↓

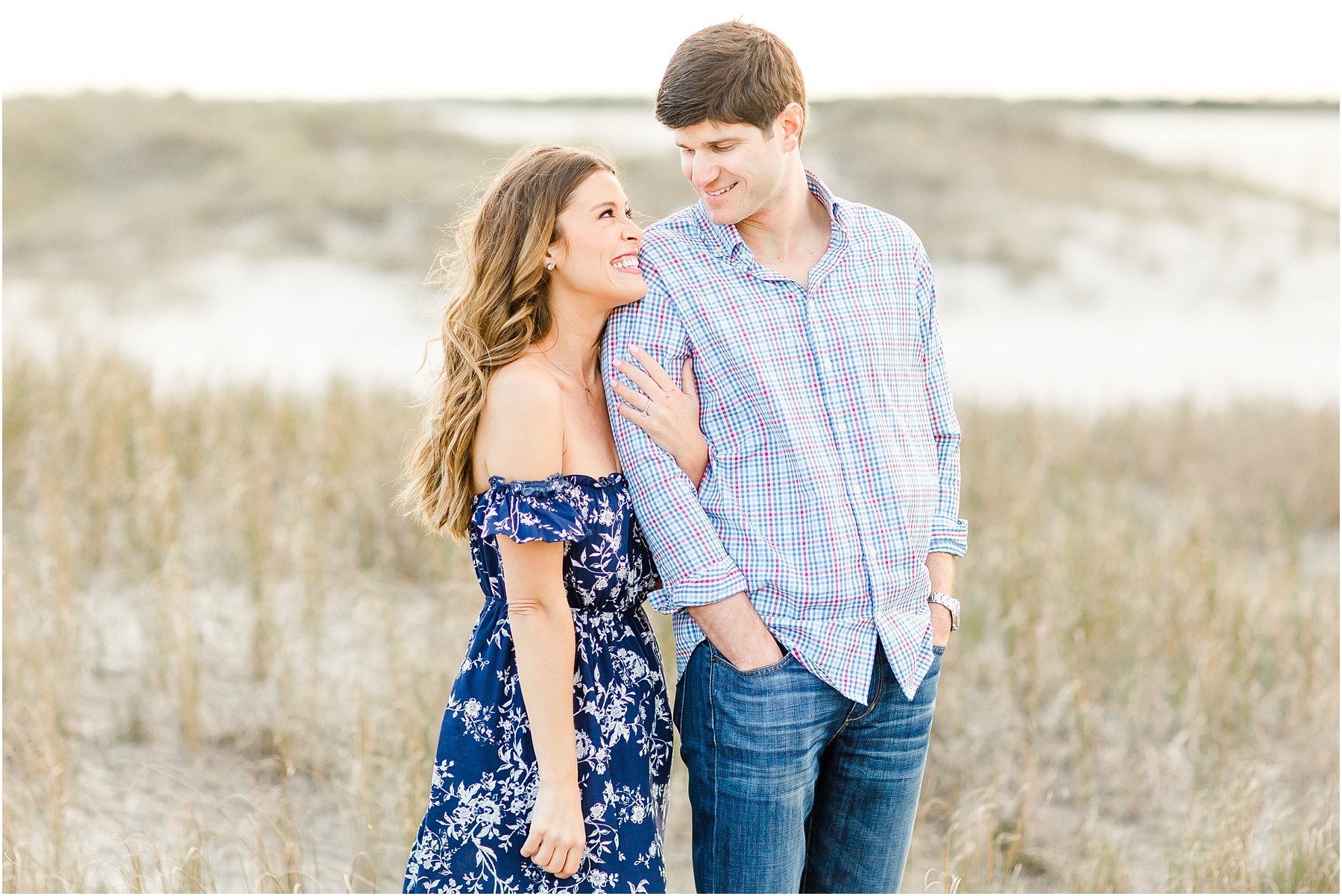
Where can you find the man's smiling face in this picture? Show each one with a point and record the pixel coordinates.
(734, 168)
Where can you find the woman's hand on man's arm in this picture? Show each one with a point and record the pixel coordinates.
(669, 414)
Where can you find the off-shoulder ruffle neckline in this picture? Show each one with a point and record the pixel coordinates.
(550, 485)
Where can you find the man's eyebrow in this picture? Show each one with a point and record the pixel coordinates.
(711, 142)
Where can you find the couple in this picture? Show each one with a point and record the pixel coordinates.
(768, 451)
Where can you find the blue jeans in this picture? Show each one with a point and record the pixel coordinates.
(793, 786)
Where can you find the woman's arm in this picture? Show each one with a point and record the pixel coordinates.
(521, 436)
(670, 414)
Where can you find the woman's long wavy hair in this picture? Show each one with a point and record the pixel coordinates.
(498, 306)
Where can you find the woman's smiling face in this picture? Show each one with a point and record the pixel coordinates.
(597, 251)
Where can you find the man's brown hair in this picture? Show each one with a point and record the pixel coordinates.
(734, 74)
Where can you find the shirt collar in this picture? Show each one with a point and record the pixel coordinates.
(725, 239)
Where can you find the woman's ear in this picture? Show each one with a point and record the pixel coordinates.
(555, 255)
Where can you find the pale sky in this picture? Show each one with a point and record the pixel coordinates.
(523, 48)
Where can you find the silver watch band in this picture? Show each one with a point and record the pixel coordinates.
(951, 604)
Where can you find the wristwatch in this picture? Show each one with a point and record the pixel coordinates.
(951, 604)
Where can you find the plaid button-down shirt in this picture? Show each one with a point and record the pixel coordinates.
(832, 441)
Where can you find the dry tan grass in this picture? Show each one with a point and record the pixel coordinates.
(226, 657)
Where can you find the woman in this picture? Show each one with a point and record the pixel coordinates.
(555, 751)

↑

• **Your objective**
What is needed here is an exact transcript of the data above, pictures excluded.

• **Completed exercise**
Where can you find the man's smiling face in this picture? Show each one with a point and record the pixel coordinates.
(734, 168)
Where can you find the woman's hand on man's arm in this picture? Show each one with a point and record the pixel coordinates.
(669, 414)
Where can you find the off-shoulder ruffle neckline in this picture? Show each one with a point and record the pixel coordinates.
(550, 485)
Where can you find the man's eyebrow in this picture? Show each one with a point and record the pixel coordinates.
(711, 142)
Where can you find the couple in this picture? Show each one with a point and record the pixel coordinates.
(768, 451)
Where can you find the blue jeans in this picture? Show each one with a point and record the pixel coordinates.
(793, 786)
Where can you find the woman's arm in this picture? Show each one with a point and record the pixel coordinates.
(521, 436)
(670, 414)
Where can you find the woman's long wavy hair in this picture? Show each one with a point and record the pixel coordinates.
(498, 306)
Where can you find the woman's smiling face in this picture? Show each one with a point and record the pixel coordinates.
(597, 251)
Where can you find the man's brown hair in this picture? Show each one with a point and record the pixel coordinates.
(734, 74)
Where can you find the shirt collar in this picture? Show each one with a point and record the pixel coordinates.
(725, 239)
Where can you find the woman's ear in this picture? Show each one with a point and record the pixel coordinates.
(555, 255)
Where can you find the pale sky in this picture? Show each one with a point and record the pixel coordinates.
(523, 48)
Where can you find the silver watch band in this picture? Show each one with a point and record the pixel coordinates.
(951, 604)
Where can you find the wristwatch in this picture? Show each one with a point and record the pixel coordinates.
(951, 604)
Where can you find the plaid button-down shirt in this picture? Show each one with a point and record the pixel coordinates.
(832, 441)
Where can you find the dry tan grass in this picture? Show each one with a point and record the pixel coordinates.
(226, 657)
Where can you find the woman in this picture? Show each one with a point and record the pixel coordinates.
(555, 751)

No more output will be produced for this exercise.